Do this: Pull out each of the rows below that contains the string "shingle", and copy it in full. A match must have the same letter case.

Lines of data

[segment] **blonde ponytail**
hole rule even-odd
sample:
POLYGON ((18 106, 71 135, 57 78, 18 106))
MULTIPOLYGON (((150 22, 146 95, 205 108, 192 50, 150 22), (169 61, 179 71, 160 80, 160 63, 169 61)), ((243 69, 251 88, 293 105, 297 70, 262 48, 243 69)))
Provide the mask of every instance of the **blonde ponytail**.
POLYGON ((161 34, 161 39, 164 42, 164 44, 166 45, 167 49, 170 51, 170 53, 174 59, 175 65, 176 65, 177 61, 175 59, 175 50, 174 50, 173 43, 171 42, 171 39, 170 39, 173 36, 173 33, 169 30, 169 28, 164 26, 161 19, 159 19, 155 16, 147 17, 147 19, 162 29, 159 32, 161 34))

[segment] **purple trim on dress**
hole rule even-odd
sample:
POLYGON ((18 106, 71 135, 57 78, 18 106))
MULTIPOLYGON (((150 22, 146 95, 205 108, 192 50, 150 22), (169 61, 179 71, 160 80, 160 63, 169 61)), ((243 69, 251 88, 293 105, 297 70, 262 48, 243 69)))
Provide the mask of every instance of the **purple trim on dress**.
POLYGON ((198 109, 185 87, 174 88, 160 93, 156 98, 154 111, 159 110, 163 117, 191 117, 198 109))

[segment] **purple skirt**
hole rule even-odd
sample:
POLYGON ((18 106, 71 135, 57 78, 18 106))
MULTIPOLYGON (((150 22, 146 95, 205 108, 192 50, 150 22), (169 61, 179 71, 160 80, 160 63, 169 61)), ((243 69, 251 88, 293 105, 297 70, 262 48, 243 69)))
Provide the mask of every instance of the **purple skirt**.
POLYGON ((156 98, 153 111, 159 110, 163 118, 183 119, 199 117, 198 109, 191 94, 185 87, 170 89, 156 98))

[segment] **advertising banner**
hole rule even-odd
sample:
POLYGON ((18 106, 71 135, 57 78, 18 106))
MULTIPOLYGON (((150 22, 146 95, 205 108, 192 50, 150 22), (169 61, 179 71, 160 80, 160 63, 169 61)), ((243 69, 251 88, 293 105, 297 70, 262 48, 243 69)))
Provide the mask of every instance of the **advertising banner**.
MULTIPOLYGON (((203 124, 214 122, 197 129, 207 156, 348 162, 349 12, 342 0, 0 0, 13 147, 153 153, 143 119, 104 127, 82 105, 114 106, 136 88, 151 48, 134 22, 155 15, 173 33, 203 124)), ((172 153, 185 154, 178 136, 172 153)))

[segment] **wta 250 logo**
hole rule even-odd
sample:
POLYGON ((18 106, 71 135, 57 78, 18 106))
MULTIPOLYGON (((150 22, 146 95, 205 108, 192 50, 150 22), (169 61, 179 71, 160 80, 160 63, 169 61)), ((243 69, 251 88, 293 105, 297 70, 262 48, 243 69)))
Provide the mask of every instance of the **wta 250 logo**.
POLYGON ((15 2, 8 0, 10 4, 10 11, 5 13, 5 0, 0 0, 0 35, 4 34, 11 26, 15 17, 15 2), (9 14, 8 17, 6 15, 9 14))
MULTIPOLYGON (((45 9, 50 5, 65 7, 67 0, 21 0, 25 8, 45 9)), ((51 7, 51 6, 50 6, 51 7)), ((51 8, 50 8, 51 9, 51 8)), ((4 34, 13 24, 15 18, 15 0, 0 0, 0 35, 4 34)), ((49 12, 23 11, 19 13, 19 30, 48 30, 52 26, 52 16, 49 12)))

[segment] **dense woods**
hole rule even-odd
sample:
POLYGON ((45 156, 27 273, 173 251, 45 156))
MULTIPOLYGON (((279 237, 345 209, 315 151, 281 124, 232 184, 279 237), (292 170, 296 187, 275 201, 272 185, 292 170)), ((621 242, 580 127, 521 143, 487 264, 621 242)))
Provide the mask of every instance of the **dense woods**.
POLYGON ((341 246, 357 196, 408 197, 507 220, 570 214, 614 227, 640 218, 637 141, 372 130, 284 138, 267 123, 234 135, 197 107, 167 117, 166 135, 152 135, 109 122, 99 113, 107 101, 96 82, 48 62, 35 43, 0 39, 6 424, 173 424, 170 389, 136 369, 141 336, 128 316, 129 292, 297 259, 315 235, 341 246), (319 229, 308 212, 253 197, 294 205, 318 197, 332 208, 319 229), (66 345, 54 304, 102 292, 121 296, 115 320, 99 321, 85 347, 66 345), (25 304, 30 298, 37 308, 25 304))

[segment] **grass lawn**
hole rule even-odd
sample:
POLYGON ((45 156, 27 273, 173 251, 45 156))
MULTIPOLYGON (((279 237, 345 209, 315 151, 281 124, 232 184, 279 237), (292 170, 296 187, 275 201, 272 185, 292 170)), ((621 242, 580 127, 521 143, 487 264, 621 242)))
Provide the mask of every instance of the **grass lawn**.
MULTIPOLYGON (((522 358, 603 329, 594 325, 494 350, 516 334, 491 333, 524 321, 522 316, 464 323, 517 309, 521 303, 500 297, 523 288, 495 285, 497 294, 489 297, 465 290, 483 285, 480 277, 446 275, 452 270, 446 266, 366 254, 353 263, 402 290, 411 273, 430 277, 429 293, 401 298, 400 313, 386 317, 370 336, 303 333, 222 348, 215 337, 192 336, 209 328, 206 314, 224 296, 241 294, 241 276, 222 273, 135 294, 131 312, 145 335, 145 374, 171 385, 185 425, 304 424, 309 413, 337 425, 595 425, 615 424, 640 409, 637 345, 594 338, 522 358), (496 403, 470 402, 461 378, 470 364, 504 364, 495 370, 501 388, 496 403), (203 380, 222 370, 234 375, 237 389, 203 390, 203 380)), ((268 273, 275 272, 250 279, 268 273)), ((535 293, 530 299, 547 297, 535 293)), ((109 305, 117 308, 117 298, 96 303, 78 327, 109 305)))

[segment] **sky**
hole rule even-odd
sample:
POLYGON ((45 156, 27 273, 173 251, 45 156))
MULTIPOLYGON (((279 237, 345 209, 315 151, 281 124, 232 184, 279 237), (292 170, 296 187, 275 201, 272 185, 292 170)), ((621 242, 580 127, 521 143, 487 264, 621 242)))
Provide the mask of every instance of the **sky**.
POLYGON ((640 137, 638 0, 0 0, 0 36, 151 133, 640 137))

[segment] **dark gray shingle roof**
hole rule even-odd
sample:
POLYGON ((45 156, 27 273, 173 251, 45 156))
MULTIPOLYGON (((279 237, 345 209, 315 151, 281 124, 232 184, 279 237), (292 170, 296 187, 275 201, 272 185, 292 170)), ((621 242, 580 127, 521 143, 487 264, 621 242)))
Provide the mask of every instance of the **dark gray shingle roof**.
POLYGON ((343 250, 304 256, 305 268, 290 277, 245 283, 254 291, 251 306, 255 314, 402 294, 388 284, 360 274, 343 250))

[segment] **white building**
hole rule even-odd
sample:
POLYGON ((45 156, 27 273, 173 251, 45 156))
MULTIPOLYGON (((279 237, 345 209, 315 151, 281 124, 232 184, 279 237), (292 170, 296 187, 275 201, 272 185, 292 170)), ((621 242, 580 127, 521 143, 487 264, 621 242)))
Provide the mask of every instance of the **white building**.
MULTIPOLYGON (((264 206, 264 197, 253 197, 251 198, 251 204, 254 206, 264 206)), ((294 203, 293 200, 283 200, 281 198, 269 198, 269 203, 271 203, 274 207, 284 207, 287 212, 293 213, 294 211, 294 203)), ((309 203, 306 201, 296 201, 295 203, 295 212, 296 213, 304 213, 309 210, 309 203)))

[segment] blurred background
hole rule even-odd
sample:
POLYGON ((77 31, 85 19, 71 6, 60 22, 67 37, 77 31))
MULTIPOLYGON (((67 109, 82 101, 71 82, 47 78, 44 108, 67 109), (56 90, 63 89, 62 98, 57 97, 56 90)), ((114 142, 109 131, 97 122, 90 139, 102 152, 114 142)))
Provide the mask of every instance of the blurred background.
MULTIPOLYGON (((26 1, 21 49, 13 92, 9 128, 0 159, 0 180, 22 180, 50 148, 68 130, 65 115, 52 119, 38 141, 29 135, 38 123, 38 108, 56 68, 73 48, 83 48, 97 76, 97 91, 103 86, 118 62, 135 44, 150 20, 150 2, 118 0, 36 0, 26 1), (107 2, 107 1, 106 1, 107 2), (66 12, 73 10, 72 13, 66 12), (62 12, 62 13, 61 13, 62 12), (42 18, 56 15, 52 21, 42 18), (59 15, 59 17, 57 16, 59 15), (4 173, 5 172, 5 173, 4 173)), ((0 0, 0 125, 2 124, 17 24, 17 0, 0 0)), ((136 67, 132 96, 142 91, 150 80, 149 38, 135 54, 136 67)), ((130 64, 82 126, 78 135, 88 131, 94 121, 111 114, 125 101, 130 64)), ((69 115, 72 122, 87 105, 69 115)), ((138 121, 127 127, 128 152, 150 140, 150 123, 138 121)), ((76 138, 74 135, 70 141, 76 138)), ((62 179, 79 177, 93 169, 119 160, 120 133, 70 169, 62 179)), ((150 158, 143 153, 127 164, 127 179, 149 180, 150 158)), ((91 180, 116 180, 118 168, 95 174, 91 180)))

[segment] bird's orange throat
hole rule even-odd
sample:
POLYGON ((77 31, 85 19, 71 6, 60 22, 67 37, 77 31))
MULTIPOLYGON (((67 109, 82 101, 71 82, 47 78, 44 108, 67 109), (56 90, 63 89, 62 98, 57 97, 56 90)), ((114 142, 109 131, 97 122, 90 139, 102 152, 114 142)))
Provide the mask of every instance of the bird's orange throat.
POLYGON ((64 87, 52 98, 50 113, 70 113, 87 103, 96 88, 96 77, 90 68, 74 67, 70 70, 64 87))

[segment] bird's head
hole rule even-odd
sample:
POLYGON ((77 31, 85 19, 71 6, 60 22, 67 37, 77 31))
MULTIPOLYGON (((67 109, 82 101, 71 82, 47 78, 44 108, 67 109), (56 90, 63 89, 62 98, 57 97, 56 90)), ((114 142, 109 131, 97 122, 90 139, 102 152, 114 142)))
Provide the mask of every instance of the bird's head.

Written answer:
[segment] **dark gray shingle roof**
Provide the mask of every instance of the **dark gray shingle roof**.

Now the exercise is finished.